#### Task description
Copy the material below word for word, from the line with "Can you find the boat" through the line with "[[375, 340]]", including both of those lines.

#### Exercise inputs
• • •
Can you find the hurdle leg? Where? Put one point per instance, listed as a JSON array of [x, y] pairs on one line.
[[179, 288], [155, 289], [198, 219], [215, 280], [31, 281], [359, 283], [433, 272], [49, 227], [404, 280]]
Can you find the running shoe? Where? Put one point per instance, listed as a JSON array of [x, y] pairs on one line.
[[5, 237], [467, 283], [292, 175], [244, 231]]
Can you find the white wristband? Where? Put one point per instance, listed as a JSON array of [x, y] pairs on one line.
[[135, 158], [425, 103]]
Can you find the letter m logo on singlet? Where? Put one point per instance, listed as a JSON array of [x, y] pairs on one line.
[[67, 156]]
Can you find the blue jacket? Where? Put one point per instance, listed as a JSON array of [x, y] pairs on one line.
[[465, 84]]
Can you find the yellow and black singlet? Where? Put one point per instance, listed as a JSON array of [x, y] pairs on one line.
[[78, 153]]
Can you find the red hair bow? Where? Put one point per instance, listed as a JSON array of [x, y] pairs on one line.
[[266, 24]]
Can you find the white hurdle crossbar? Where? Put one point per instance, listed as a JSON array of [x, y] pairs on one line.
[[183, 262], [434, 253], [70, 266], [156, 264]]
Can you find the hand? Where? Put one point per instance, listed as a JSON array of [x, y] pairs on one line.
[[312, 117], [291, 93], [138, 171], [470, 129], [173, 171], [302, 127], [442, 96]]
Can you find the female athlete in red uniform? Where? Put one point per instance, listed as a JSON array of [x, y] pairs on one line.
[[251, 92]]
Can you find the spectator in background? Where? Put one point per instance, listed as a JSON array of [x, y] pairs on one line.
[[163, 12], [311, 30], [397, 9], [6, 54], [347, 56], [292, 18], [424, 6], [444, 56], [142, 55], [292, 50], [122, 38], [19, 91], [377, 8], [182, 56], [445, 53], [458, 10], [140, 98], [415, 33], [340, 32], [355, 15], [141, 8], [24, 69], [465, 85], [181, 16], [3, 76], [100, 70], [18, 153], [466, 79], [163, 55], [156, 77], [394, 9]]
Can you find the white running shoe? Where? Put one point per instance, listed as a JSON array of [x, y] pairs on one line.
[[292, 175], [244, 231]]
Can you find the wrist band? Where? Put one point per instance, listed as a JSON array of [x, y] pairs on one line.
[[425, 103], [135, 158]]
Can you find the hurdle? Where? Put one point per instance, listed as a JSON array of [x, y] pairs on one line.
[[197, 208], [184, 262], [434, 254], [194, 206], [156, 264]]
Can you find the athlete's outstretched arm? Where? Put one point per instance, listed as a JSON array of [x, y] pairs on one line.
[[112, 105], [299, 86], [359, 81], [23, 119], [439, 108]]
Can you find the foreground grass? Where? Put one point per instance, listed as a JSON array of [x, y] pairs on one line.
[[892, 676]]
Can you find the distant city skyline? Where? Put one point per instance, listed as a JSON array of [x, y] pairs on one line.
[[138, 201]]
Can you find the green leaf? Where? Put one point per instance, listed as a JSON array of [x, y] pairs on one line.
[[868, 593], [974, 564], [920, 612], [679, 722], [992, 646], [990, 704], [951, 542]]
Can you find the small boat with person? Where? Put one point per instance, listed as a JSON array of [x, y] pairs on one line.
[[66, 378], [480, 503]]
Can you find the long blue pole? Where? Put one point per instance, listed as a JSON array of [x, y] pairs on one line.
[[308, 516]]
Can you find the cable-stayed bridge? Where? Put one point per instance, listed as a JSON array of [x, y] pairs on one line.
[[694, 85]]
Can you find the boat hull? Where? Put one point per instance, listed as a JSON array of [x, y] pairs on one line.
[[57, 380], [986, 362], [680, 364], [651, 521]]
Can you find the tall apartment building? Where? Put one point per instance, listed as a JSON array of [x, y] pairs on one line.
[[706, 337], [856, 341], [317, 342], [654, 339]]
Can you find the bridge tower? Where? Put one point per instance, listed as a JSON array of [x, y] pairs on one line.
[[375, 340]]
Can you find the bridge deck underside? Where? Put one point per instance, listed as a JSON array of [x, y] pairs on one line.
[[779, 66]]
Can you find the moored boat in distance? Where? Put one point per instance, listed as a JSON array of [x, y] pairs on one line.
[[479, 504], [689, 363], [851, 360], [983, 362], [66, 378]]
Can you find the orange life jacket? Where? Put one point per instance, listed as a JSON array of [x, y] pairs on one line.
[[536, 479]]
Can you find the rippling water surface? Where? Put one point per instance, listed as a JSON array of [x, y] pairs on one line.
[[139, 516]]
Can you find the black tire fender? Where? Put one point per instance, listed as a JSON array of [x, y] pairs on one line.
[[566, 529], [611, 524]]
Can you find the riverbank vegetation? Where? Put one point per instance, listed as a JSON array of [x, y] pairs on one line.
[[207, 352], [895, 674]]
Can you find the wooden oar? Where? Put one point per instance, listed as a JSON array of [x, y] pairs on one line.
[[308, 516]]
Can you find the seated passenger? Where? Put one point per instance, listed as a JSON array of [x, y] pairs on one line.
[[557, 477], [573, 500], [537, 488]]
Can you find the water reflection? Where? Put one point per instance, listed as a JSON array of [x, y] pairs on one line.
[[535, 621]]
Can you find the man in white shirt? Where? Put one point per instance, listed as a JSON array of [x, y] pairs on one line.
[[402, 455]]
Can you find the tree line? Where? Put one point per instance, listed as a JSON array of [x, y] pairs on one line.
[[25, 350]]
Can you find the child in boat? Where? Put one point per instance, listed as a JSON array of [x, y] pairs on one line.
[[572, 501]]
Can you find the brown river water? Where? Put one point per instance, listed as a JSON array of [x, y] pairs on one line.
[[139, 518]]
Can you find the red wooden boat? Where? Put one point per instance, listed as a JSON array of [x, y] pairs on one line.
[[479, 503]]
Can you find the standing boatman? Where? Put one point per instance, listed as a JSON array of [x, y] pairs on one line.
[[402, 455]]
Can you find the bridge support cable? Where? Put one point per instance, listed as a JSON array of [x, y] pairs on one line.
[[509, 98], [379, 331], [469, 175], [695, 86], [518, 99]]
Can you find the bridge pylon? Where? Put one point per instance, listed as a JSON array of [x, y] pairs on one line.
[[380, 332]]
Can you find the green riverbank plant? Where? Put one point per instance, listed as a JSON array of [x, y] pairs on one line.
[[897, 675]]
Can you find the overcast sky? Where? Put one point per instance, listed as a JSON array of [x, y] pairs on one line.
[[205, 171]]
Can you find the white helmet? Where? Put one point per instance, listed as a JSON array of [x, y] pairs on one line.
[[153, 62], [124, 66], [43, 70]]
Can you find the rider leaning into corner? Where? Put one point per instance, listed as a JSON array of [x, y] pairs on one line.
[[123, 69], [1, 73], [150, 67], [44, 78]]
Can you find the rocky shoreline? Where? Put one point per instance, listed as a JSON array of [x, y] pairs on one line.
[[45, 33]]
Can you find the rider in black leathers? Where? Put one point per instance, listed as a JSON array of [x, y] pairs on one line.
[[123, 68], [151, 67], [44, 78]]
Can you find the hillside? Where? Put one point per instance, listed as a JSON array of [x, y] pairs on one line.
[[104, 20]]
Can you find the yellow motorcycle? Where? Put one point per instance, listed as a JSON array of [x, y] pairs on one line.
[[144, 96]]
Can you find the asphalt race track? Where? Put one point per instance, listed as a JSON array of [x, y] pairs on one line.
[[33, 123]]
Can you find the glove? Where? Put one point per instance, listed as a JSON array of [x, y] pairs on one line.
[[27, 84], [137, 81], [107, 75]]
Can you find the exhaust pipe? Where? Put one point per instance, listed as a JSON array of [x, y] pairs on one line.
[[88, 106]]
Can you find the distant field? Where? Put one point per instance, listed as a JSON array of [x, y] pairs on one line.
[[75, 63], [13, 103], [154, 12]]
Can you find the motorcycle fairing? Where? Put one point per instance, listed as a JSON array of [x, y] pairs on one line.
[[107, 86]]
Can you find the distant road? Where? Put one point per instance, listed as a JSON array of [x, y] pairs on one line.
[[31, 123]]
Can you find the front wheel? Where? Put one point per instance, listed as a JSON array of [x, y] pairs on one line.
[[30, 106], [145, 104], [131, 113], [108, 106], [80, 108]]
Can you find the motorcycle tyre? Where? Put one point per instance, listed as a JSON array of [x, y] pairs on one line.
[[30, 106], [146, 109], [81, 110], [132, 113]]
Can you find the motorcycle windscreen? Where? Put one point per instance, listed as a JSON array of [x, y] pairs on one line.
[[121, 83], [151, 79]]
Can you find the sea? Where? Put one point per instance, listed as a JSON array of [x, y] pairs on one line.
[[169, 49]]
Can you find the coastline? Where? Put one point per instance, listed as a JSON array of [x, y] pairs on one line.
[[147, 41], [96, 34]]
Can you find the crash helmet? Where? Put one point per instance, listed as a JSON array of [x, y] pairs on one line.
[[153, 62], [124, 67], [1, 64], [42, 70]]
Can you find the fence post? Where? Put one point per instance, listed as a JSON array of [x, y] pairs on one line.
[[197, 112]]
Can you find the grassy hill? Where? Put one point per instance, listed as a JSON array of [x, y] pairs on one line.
• • •
#### Worked answer
Can you find the boat hull? Where? Put one point per instance, listed as a JSON array of [x, y] pairs on one line.
[[57, 380], [986, 362], [680, 364], [651, 521]]
Can you find the tall apartment building? Where? Put one point per instance, listed as a JSON array of [x, y] pairs on one line.
[[706, 337], [856, 341], [317, 342], [654, 339]]
Can you find the bridge tower? Where? Put one point per instance, listed as a JSON array of [x, y] pairs on one line.
[[375, 340]]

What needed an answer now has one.